■ **Given exercise**: Reproduce the records below in full and word for word, excluding pictures.

## Start Exercise inputs

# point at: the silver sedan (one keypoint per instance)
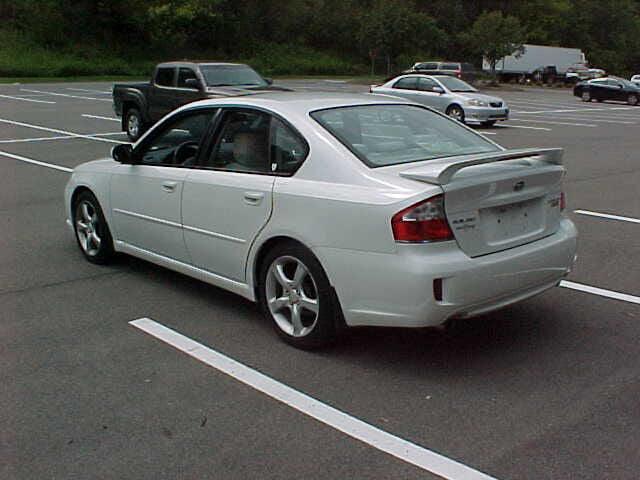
(449, 95)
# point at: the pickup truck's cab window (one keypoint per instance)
(164, 76)
(178, 143)
(185, 74)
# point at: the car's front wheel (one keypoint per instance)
(134, 124)
(295, 294)
(92, 231)
(456, 112)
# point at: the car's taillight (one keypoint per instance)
(423, 222)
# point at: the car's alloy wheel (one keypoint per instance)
(91, 229)
(133, 124)
(456, 113)
(296, 296)
(292, 296)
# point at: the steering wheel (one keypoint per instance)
(184, 152)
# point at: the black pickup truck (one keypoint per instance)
(140, 105)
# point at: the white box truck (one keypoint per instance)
(536, 57)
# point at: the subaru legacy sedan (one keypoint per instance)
(449, 95)
(331, 210)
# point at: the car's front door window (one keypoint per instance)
(179, 142)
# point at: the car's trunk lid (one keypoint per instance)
(499, 200)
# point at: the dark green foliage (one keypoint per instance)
(91, 37)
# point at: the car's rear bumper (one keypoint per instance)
(398, 289)
(485, 114)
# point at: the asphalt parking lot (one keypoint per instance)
(544, 389)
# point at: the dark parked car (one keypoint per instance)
(464, 71)
(176, 83)
(608, 89)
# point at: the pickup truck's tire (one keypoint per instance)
(133, 124)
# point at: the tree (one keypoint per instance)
(495, 36)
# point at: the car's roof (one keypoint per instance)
(300, 102)
(178, 63)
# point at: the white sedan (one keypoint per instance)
(331, 210)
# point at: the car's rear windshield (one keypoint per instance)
(392, 134)
(231, 75)
(455, 84)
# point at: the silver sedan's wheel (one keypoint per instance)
(92, 231)
(87, 223)
(456, 112)
(292, 296)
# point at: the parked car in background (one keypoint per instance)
(610, 88)
(175, 83)
(443, 223)
(464, 71)
(449, 95)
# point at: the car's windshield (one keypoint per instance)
(231, 75)
(391, 134)
(454, 84)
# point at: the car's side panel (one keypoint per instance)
(146, 208)
(222, 214)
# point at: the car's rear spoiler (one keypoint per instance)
(440, 172)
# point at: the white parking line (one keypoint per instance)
(61, 137)
(26, 99)
(36, 162)
(508, 125)
(575, 110)
(65, 95)
(355, 428)
(552, 122)
(607, 216)
(101, 92)
(55, 130)
(112, 119)
(625, 297)
(593, 119)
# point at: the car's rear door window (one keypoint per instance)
(407, 83)
(391, 134)
(164, 76)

## End Exercise inputs

■ **Task solution**:
# point at: the silver sedan (one keypoint per instance)
(449, 95)
# point at: the pickup truck's cab window (one keypoint per instance)
(164, 76)
(178, 143)
(185, 74)
# point at: the car's front wheel (one keypoint per instance)
(134, 124)
(295, 294)
(92, 231)
(456, 112)
# point at: the car's taillight (one keypoint per instance)
(423, 222)
# point at: the car's alloy wheel (one keypoint per instance)
(91, 229)
(133, 124)
(456, 113)
(296, 296)
(292, 296)
# point at: the steering wheel (one keypoint per instance)
(184, 152)
# point at: the black pickup truck (one keypoint per instance)
(140, 105)
# point at: the white box truck (one keypoint per instance)
(536, 57)
# point at: the subaru legacy sedan (one keypoint per instance)
(449, 95)
(331, 210)
# point at: the car's front door window (one keypoint per instance)
(179, 142)
# point at: the car's trunk lid (one keypoint per instance)
(499, 200)
# point at: the dark green foliage (one keypoint per instance)
(91, 37)
# point at: the car's rear bumper (one keypoint per instance)
(398, 289)
(485, 114)
# point at: the asphalt parking lot (one keypoint per instance)
(544, 389)
# point at: the dark parked car (one keypoint per instance)
(464, 71)
(176, 83)
(608, 89)
# point at: the pickup truck's tire (one keypoint per instance)
(133, 124)
# point at: the tree (one keypoint per instance)
(495, 36)
# point at: the car's roof (one keypoint per instance)
(300, 102)
(178, 63)
# point at: the white sedan (one keypoint per instance)
(331, 210)
# point at: the car's rear windshield (one keypoint per instance)
(392, 134)
(231, 75)
(455, 84)
# point at: the silver sedan's wheel (one keypoint per instance)
(92, 231)
(87, 223)
(456, 112)
(292, 296)
# point at: the parked car in background (one keypoint per instance)
(610, 88)
(175, 83)
(443, 223)
(464, 71)
(449, 95)
# point at: the car's windshield (one keypoint per instance)
(231, 75)
(391, 134)
(454, 84)
# point at: the car's side panel (one keypoint per instance)
(146, 208)
(222, 214)
# point at: the car's rear spoiler (one keypoint per instance)
(440, 172)
# point at: the white parking line (one keypoint per instance)
(61, 137)
(26, 99)
(36, 162)
(508, 125)
(575, 110)
(65, 95)
(355, 428)
(552, 122)
(607, 216)
(101, 92)
(55, 130)
(112, 119)
(625, 297)
(593, 119)
# point at: the car's rear door window (one keypoint per instance)
(407, 83)
(391, 134)
(164, 76)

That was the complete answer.